= Olive Nelson Russell =

American composer and organist (1905–1989)

Olive Nelson Russell (28 September 1905 - 30 March 1989) was an American composer, organist, and pianist who wrote works for chorus, organ and piano.

==Life and career==
Russell was born in Albert Lea, Minnesota, to Lora and Emil Nelson. She married Clarence Russell in 1935. Their son is the author Dick Russell. She studied music in Paris, and at the Sherwood Music School (today Columbia College) and the American Conservatory of Music, both in Chicago. Her teachers included Robert Casadesus and Yves Nat.

As a pianist, Russell performed in France (Bordeaux and Paris) and throughout the United States (Beloit, Dallas, Chicago, Houston, Milwaukee, Minneapolis, and New York). As a church organist, she worked in Chicago, Kansas City, and Minneapolis. She was a keyboard instructor at MacPhail College of Music from 1942 to 1947, and at the University of Missouri Kansas City from 1961 to 1971. Russell also gave a keyboard workshop at the El Paso Institute of the Arts in 1974. Russell died on 30 March 1989 in Aurora, Colorado.

Short exercise 1: Reproduce the records below line for line, keeping every character and bracket unchanged.

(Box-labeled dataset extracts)
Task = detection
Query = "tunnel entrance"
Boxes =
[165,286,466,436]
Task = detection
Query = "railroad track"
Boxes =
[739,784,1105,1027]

Short exercise 2:
Answer these questions using the article on Olive Nelson Russell:
(a) For what forces did Russell write her works?
(b) In which town was she born?
(c) During which years did she teach keyboard at the University of Missouri Kansas City?

Final result 1:
Task = detection
Query = "tunnel entrance"
Boxes =
[165,286,466,436]
Task = detection
Query = "railroad track"
Boxes =
[739,784,1105,1027]

Final result 2:
(a) Chorus, organ and piano.
(b) Albert Lea, Minnesota.
(c) From 1961 to 1971.